* **SUPPLIED TEXT**:
In an incredible location between mountains and sea, this historic property has been renovated and restored into an elegant home that is a money generator too.
The Grade II* listed mansion is nestled within a peaceful corner of Snowdonia National Park and is only about a mile away from the glorious Cardigan Bay coastline and its beaches between Barmouth and Aberdovey in Ceredigion.
But if a gentle stroll to the seaside sounds like too much trouble, there's a very inviting heated swimming pool to be found in one of the estate's converted former outbuildings.
The charming house and its luxury holiday accommodation cottages is called Llanfendigaid Estate, which is said to originally mean 'parish of the blessed'.
The site has been a home since as early as 1241 when records began and was, and still is, in the ownership of the Nanney-Wynn family.
The current property, that simply oozes character, dates back to the 13th century but was renovated to boast its Georgian style in 1746.
A map of the whole estate from 1780 reveals that the family, at that time, owned the land from Harlech in the north, right down to Aberystwyth further south; a simply vast section of stunning Welsh coastline estimated to be more than 16,000 acres.
According to the estate agent selling the property, present day sees the grand house owning a much smaller parcel of private land of about 15 acres of lawns, gardens, pasture and woodland.

* **SUPPLIED RECORDS**:

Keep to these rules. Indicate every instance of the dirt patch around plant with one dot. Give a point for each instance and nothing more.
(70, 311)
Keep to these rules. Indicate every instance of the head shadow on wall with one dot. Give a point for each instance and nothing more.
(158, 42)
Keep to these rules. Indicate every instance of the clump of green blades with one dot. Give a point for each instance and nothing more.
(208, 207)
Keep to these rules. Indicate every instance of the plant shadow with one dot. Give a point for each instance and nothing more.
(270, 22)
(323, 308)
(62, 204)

* **ACTIONS TO TAKE**:
1. In the records, from the line containing "Keep to these rules. Indicate every instance of the plant" through the end of the records, inclusive, swap "plant shadow" for "tree shadow". Leave everything else unchanged, and give back only those lines.
2. Continue the description of the Llanfendigaid Estate from its last sentence.
The records have nothing to do with the text about the Llanfendigaid Estate.

* **ANSWER LIST**:
1.
Keep to these rules. Indicate every instance of the tree shadow with one dot. Give a point for each instance and nothing more.
(270, 22)
(323, 308)
(62, 204)

2.
A stroll around the grounds reveals secret pathways through woodland and undulating fields, opening out into sweeping rural vistas and sea views.
It has been reported that the Nanney-Wynn family tree includes descendants from Owain ap Gruffudd the King of Gwynedd from 1137 to 1170, so there's also a connection to Welsh royalty.
In 2015 owner Will Garton-Jones told WalesOnline that his family represents the 40th recorded generation of his family and the property may even be the oldest property continuously lived in by the same family in Wales.
At its height, between 1890 and up to the First World War, the family’s estate had stretched even further up to 50,000 acres from north of Harlech to Talyllyn.
The family, which must have been one of Wales’ richest, built their wealth on farming, shipping timber and wool exported from Porthmadog to America.
Mr Garton-Jones maintains they are descended from the same family that produced the Princes of North Wales, the English Tudor Kings and could ultimately trace their roots to Cunedda, Duke of Britain in 450 AD.
The family’s wealth had gone by the time Mr Garton-Jones inherited the estate at the age of 23, when he borrowed £250,000 and then spent the next 30 years restoring the house and the cottages.
Approaching the three-storey home along its private driveway, the charm of the stone facade embraces you immediately.
The distinctive and elegant Georgian style of symmetry and large, multi-paned windows raises the expectation of a classic country manor from the era waiting inside.
And the hard work of the owners in preserving, renovating and restoring the interior of the manor does not disappoint.
The square entrance hall is suitably grand, with Minton floor tiles and a sweeping staircase, joined by an ornate ceiling and wall panels, to set the period property atmosphere.
These charming features persist throughout the main house, joined by fireplaces, fancy coving, deep skirtings, huge windows and classic Georgian proportions in most rooms including ample head height.
Each space feels grand and atmospheric, with the ancestors of the family looking down at you from ornate gold framed portraits.
The dining hall is large enough to seat at least 14 people and the drawing room is a space to admire the integrated and intricate paneling on all walls, as well as the large fireplace.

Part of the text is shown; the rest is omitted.